EXTRAIT
★ ★ ★
Lucie, pouvez-vous nous présenter ce lieu ?
C’est un espace au cœur de Paris, à côté de la Gare du Nord, créé par Kader Attia, un artiste contemporain d’origine algérienne qui a grandi à Garches-lès-Gonesse. Nous avons fêté l’ouverture le 17 octobre 2016, qui est une date symbolique car en 1961, en pleine guerre d’Algérie, les Algériens manifestaient à Paris et la répression s’était transformée en bain de sang. Pour l’anecdote, le père de Kader était aussi dans la manifestation. C’est une des dates-clés dans la relation entre la France et l’Algérie dans l’accès à l’indépendance. Kader a d’ailleurs reçu le prix Marcel Duchamps au moment même où l’on inaugurait la Colonie. C’est un projet qu’il avait depuis très longtemps, ouvrir un espace dans Paris, consacré à la pensée, aux sociétés contemporaines, à la France et son histoire, coloniale mais pas que. Laisser la parole à des gens d’origines diverses, venus de pays extra occidentaux. Un endroit où l’on puisse débattre avec des intellectuels, des chercheurs, des artistes, des écrivains, des poètes, des militants, des soignants… Un espace de dialogue qui cherche à améliorer le vivre ensemble.
Comment avez-vous pensé l’endroit ?
C’est vraiment Kader qui avait en tête ce genre d’atmosphère. Zico – son associé – et lui ont chiné puis assemblé le tout en gardant en tête de préserver l’espace. L’esprit, c’est quand même l’inspiration berlinoise. Kader vit à Berlin et il adore l’esprit de ces cafés. Pour conserver un espace épuré, nous ne ferons pas d’expositions au rez-de-chaussée mais nous sommes en train d’aménager une vraie galerie au deuxième étage où nous ferons, à priori, 4 à 5 expos par an.
Comment fonctionne La Colonie ?
Nous recevons énormément de monde ici. En effet, c’est cet endroit où l’on organise des conférences, des performances, des concerts mais c’est aussi un lieu de fête. C’était très important pour nous dès le départ. Il n’y a pas de distinction à faire : c’est simplement un endroit où l’on se rencontre, que cela soit en débattant ou en dansant. Nous ne voulions pas quelque chose de trop élitiste, où les intervenants sont derrière un pupitre et où l’on “reçoit” la parole. Ici, il y a un côté un peu forum, agora. La parole est multiple et libérée, ouverte au débat, au questionnement. Nous sommes très contents lorsqu’il y a de la polémique, que les gens se disputent. Avec toujours une règle de bienveillance bien sûr !
★ ★ ★
RELEVÉ DES ITEMS

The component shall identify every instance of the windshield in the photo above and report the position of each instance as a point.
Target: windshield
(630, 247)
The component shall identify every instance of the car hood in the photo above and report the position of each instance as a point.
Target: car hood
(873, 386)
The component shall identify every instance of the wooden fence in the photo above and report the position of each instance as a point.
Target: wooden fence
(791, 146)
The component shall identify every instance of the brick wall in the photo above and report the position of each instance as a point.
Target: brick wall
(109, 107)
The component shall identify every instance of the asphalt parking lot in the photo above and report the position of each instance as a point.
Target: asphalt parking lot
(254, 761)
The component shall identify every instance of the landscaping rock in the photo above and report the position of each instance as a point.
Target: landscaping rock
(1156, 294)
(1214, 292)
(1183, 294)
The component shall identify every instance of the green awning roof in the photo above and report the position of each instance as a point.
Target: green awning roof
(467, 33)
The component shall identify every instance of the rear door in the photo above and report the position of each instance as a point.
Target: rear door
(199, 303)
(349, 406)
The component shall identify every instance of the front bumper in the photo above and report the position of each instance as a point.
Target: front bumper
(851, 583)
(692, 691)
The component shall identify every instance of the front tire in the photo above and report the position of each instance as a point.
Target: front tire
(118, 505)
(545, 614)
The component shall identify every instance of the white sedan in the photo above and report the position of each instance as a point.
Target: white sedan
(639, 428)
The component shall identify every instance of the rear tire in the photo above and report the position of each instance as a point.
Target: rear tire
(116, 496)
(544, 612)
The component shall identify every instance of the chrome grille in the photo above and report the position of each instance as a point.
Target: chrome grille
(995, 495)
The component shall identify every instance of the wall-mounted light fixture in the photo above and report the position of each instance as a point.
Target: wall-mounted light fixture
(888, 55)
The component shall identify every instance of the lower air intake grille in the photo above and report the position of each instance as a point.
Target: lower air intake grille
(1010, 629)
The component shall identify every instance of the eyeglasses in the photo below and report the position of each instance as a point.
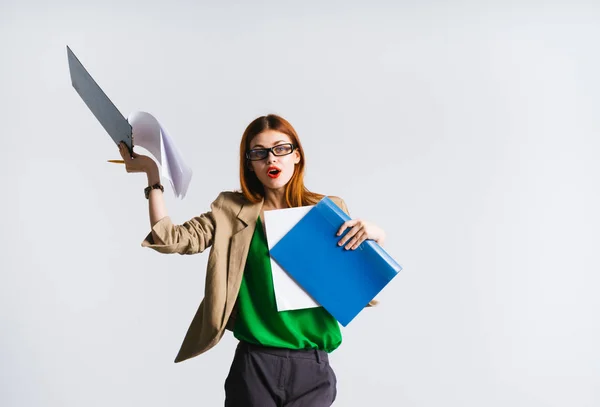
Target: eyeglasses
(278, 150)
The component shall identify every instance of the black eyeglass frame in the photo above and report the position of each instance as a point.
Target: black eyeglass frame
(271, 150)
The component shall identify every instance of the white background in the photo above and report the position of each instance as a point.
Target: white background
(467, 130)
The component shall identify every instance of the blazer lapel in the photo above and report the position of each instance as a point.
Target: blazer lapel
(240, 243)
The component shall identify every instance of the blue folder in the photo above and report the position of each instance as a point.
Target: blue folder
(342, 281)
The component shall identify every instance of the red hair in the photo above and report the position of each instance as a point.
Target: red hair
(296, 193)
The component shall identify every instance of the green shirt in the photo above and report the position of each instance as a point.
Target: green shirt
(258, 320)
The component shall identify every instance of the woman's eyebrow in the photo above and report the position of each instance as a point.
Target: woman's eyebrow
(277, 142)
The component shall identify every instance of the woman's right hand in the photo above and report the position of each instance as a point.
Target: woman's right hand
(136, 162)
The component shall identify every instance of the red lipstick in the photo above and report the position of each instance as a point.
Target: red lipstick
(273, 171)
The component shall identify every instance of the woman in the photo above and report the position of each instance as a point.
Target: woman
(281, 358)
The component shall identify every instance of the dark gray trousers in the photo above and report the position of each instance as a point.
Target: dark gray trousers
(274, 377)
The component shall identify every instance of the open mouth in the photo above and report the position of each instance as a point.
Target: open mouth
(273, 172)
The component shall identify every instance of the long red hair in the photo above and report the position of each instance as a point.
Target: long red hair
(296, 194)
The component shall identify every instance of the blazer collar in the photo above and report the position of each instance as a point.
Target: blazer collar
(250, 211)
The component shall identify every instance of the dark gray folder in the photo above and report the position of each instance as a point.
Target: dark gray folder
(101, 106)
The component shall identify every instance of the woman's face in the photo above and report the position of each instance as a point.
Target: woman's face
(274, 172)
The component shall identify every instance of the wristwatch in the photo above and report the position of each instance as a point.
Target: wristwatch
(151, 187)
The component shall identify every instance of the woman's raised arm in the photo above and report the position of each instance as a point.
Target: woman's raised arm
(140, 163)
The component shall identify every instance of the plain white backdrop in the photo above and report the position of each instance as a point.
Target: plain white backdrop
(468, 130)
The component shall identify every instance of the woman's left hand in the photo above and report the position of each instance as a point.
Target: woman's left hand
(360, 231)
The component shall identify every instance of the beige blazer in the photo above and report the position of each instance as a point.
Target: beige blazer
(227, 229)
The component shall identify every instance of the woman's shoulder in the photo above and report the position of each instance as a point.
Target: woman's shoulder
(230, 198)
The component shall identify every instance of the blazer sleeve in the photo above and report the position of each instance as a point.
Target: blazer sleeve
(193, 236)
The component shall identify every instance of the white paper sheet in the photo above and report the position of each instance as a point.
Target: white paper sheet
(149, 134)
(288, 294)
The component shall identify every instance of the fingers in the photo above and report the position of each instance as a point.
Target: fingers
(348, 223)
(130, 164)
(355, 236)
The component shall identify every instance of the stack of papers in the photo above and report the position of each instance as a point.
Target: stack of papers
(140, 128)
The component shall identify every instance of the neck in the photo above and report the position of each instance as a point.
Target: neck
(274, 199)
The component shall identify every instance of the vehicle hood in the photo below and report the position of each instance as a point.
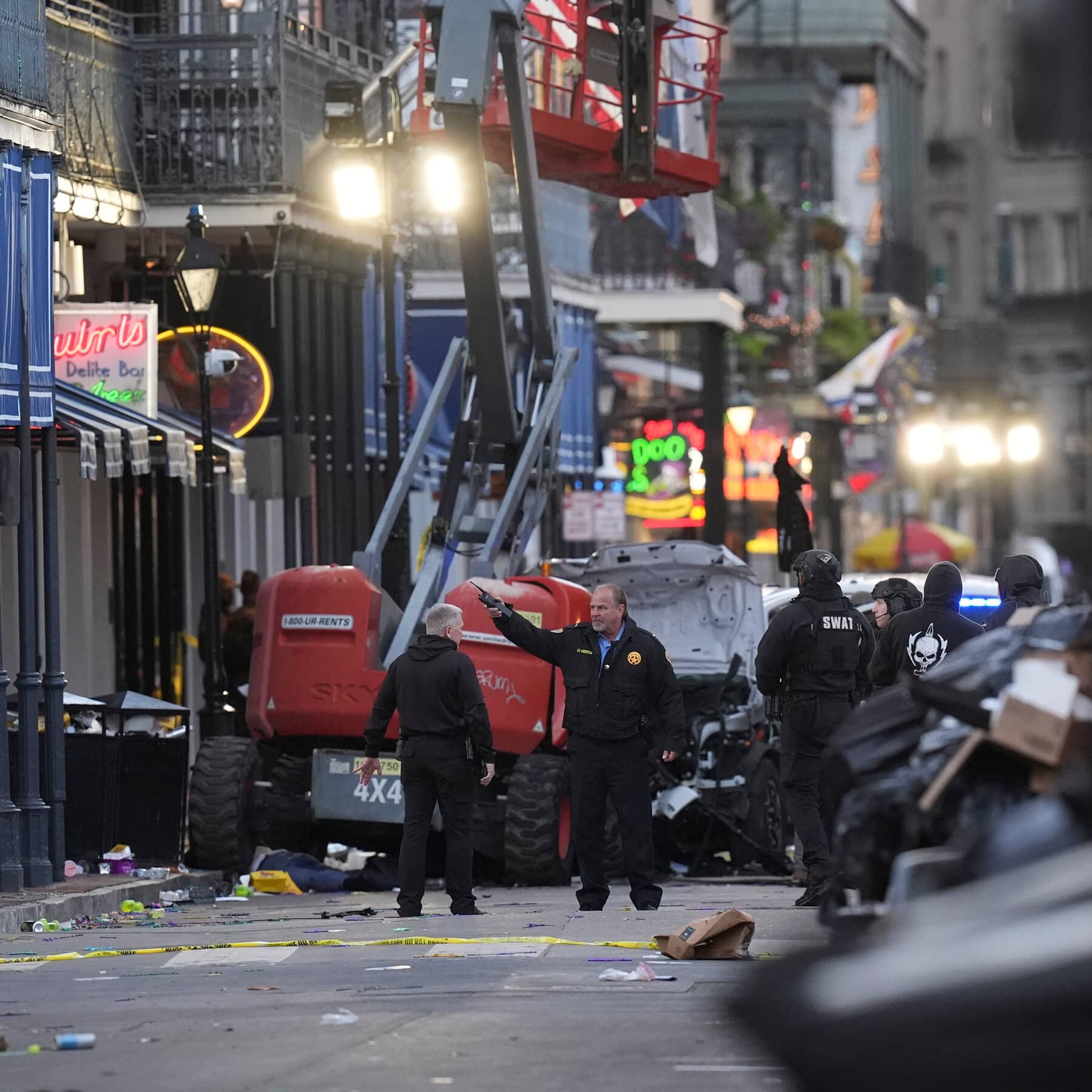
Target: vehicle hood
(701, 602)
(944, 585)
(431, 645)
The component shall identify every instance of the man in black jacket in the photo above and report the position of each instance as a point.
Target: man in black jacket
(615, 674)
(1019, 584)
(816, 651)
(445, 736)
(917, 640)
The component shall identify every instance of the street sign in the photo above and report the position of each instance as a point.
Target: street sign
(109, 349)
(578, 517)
★ ★ ★
CONSIGNE DE TRAVAIL 1
Reproduisez fidèlement le passage de l'extrait en commençant par "C’est vraiment Kader" et en terminant par "La Colonie ?".
CONSIGNE DE TRAVAIL 2
D'après l'extrait, à quelle date l'ouverture de La Colonie a-t-elle été fêtée ?

RÉPONSE ATTENDUE 1
C’est vraiment Kader qui avait en tête ce genre d’atmosphère. Zico – son associé – et lui ont chiné puis assemblé le tout en gardant en tête de préserver l’espace. L’esprit, c’est quand même l’inspiration berlinoise. Kader vit à Berlin et il adore l’esprit de ces cafés. Pour conserver un espace épuré, nous ne ferons pas d’expositions au rez-de-chaussée mais nous sommes en train d’aménager une vraie galerie au deuxième étage où nous ferons, à priori, 4 à 5 expos par an.
Comment fonctionne La Colonie ?

RÉPONSE ATTENDUE 2
Le 17 octobre 2016.